Extracted records:
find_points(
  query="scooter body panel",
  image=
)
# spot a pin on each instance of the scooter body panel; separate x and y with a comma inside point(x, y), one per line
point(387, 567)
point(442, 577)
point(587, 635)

*What is asked*: Arrange the data above as a Markdown table with two columns, Row and Line, numbering each line and leaving out any blank lines.

*Written solution*:
| Row | Line |
|---|---|
| 1 | find_points( |
| 2 |   query="scooter body panel", |
| 3 |   image= |
| 4 | ) |
| 5 | # spot a pin on each instance of the scooter body panel; separate x and y with a comma inside point(x, y), one per line |
| 6 | point(387, 567) |
| 7 | point(442, 577) |
| 8 | point(587, 635) |